• _Records for this task_

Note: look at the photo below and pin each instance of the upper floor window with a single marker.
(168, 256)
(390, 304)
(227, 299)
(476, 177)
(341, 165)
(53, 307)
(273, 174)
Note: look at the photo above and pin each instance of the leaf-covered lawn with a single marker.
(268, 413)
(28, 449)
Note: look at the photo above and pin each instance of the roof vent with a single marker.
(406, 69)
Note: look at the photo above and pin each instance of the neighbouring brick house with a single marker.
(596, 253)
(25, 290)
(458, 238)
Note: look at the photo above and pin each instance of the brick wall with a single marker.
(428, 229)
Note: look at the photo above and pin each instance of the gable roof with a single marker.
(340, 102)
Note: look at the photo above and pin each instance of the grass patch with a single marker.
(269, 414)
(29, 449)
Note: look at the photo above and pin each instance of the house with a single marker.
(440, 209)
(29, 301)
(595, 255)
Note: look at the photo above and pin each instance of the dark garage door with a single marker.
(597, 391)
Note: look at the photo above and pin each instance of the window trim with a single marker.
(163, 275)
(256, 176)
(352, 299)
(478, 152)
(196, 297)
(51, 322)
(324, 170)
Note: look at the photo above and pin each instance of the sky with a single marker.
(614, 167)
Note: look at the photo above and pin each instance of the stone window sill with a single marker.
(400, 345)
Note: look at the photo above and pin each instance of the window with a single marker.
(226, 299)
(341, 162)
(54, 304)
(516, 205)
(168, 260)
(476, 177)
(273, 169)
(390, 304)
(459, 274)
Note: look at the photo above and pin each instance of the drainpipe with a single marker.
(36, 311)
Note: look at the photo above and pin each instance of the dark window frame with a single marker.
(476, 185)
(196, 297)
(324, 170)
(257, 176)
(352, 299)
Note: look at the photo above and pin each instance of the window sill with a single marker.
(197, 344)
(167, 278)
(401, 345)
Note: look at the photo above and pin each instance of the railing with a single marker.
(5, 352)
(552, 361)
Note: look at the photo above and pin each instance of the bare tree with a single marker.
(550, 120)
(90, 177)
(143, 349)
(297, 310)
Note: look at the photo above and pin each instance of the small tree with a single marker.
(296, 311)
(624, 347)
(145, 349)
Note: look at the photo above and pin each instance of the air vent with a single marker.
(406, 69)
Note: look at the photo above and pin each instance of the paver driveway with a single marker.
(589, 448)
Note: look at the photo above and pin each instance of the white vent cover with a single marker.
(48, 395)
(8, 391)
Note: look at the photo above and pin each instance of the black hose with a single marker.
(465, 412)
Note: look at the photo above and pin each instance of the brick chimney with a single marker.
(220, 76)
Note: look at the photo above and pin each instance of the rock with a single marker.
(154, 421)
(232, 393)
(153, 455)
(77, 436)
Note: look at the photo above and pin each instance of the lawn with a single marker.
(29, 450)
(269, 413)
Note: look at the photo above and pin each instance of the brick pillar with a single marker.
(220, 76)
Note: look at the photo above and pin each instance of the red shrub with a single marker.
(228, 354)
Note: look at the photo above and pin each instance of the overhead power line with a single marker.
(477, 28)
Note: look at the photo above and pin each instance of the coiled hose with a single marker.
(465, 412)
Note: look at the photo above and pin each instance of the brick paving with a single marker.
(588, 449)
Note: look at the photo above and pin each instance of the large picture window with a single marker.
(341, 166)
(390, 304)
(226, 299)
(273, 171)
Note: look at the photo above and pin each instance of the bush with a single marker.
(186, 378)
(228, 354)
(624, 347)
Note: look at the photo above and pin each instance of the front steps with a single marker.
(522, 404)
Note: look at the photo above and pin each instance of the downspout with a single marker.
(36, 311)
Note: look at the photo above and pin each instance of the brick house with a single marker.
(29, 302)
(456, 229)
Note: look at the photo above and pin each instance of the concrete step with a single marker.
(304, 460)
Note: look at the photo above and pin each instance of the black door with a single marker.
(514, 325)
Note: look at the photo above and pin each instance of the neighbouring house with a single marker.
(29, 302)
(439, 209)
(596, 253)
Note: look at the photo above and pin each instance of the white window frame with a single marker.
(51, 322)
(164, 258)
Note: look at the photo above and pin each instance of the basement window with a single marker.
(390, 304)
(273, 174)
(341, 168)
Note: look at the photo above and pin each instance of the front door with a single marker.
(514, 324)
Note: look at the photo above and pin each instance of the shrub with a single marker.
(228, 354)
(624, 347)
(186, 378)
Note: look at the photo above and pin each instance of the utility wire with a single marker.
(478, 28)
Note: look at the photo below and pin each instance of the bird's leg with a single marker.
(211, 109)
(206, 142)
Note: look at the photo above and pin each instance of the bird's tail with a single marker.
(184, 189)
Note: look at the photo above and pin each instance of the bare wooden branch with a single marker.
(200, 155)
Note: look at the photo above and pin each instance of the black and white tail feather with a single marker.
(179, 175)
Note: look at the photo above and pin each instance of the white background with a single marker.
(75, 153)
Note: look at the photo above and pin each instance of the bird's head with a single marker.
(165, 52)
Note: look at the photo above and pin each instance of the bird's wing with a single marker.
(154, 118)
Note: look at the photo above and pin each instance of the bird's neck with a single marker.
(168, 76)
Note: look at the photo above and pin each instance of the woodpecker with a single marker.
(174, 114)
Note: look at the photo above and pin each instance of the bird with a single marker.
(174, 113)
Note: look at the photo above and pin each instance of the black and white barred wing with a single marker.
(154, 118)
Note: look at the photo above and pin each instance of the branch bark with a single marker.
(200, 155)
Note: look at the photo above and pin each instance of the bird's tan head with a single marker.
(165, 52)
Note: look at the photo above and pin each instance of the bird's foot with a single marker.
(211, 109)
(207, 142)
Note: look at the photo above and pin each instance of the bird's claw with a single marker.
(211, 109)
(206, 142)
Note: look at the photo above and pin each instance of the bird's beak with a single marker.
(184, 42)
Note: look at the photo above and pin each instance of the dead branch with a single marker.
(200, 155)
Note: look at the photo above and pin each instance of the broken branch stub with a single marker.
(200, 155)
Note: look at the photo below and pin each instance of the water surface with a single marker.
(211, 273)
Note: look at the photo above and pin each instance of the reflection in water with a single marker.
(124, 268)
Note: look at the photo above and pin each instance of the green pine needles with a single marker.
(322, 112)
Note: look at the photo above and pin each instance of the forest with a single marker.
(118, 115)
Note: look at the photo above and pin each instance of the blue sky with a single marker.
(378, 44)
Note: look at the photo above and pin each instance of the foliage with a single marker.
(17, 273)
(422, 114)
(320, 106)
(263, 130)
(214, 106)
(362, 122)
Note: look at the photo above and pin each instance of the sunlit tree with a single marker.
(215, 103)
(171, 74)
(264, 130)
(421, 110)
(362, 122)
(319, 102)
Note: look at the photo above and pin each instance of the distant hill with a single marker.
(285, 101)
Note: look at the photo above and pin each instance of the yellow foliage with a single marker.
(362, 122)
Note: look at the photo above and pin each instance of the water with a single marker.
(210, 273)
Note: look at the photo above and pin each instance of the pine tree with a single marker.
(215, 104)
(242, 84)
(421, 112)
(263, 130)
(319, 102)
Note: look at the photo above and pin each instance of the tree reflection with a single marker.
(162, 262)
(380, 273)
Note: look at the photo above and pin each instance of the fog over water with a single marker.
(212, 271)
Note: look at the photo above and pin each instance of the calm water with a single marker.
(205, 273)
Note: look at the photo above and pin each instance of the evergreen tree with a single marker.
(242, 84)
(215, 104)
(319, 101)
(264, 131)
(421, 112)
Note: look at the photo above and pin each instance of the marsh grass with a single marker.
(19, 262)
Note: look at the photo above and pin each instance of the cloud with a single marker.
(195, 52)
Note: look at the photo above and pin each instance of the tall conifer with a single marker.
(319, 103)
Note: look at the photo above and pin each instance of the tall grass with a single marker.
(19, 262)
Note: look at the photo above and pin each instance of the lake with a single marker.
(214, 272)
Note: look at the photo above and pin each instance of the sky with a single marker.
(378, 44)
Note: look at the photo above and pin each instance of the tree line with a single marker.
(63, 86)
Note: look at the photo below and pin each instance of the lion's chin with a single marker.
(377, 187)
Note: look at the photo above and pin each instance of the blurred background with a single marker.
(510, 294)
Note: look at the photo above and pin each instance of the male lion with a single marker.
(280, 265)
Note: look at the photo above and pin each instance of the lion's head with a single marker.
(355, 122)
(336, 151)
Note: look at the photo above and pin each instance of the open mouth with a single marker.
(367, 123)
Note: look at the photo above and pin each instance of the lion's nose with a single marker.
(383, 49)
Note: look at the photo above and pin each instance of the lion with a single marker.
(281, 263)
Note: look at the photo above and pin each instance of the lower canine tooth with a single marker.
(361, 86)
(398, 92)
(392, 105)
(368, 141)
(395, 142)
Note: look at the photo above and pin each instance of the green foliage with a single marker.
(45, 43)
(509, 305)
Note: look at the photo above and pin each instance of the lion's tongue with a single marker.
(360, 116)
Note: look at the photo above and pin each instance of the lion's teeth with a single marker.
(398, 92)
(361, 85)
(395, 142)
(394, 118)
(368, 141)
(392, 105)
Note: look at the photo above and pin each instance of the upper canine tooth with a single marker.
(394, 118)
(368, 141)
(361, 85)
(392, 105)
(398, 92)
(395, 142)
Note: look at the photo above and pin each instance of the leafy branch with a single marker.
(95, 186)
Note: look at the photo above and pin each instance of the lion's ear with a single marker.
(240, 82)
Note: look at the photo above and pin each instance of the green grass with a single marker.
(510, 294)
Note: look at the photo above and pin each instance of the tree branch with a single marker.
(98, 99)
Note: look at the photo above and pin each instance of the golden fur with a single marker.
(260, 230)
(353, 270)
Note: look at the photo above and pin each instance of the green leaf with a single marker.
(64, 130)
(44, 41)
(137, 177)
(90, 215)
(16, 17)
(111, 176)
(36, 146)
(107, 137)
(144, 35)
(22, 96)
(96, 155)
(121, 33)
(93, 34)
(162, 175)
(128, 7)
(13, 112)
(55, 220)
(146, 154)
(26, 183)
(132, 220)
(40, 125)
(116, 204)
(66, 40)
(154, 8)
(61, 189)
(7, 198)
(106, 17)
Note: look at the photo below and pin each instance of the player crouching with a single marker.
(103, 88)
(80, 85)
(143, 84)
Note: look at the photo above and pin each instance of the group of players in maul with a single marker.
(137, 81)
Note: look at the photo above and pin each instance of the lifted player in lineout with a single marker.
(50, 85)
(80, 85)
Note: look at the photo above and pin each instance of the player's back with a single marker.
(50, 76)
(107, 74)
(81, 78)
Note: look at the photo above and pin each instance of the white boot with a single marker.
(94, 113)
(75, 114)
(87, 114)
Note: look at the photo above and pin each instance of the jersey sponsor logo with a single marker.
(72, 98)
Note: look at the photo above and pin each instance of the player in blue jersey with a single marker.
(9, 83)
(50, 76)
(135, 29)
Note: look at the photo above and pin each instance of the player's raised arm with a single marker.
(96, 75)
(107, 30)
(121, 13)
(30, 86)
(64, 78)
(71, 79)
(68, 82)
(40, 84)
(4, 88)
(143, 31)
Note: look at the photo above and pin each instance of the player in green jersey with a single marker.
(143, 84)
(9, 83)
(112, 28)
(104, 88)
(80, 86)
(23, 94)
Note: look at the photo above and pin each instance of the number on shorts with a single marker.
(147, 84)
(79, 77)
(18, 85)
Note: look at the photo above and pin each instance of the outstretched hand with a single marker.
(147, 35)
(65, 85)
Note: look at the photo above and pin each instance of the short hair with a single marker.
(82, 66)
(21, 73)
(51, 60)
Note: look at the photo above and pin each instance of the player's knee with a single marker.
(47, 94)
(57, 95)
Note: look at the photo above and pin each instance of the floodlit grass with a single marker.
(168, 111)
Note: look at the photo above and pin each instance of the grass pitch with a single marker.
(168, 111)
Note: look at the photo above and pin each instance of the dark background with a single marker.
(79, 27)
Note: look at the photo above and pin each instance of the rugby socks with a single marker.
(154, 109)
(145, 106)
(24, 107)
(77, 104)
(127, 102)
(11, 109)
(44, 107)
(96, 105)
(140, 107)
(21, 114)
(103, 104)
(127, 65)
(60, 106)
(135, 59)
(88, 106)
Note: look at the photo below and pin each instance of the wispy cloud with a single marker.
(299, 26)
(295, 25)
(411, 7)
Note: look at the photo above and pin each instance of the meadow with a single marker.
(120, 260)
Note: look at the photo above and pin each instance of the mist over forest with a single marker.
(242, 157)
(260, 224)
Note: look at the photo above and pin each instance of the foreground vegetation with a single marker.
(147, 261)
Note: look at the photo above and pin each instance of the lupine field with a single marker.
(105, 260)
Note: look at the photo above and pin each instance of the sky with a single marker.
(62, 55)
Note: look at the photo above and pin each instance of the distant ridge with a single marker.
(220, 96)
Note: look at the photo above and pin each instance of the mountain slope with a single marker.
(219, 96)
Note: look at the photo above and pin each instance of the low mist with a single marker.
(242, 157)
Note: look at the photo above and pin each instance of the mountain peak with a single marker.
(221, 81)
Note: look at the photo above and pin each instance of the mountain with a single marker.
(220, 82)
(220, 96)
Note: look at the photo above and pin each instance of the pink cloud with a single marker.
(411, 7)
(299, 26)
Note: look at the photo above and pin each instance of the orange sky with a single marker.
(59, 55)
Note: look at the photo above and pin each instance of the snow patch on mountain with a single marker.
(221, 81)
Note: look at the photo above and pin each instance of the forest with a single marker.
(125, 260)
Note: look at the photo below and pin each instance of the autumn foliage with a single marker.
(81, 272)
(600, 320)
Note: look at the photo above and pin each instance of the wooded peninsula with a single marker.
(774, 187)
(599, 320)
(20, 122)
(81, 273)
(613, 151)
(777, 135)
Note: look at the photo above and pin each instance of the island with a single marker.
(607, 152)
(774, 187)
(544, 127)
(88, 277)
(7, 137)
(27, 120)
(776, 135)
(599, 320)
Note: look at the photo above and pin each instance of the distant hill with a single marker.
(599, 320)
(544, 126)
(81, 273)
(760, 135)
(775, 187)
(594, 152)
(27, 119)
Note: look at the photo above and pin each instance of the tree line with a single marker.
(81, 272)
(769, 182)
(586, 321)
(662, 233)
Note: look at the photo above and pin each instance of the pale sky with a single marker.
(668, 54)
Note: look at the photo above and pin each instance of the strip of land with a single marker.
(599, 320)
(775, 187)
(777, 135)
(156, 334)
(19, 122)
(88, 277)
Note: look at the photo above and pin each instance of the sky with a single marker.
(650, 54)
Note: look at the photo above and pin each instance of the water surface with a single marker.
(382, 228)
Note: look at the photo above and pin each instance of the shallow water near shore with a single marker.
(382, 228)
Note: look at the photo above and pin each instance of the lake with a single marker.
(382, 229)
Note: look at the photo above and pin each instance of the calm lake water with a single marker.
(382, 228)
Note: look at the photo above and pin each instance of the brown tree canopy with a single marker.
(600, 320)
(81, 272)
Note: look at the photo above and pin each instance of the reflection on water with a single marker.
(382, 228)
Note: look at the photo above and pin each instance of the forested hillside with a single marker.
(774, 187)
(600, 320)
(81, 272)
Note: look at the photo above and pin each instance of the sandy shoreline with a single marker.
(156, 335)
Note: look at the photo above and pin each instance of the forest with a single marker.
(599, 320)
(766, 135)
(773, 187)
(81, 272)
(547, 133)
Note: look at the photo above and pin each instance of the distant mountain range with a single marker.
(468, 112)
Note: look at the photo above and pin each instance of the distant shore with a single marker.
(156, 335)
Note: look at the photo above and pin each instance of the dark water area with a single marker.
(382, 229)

• _Written task_
Retype nothing except the lines from the line holding "near shore with a single marker." through the last line of the entries, both included.

• _Solution to this exercise_
Note: look at the photo above and pin each instance of the shallow water near shore with a single marker.
(382, 228)
Note: look at the photo above and pin each instance of the lake with a single marker.
(382, 229)
Note: look at the photo above and pin each instance of the calm lake water with a single marker.
(382, 228)
Note: look at the photo above and pin each instance of the brown tree canopy with a single marker.
(600, 320)
(81, 272)
Note: look at the photo above and pin each instance of the reflection on water with a single marker.
(382, 228)
Note: look at the photo above and pin each instance of the forested hillside with a single marker.
(774, 187)
(600, 320)
(81, 272)
Note: look at the photo above and pin each instance of the sandy shoreline with a single marker.
(156, 335)
Note: look at the photo above and pin each instance of the forest with a single marker.
(599, 320)
(766, 135)
(773, 187)
(81, 272)
(547, 133)
Note: look at the photo above and pin each instance of the distant mountain range with a single marker.
(468, 112)
Note: look at the photo above and pin each instance of the distant shore with a single marker.
(156, 335)
Note: look at the photo above and pin each instance of the dark water area with a single marker.
(382, 229)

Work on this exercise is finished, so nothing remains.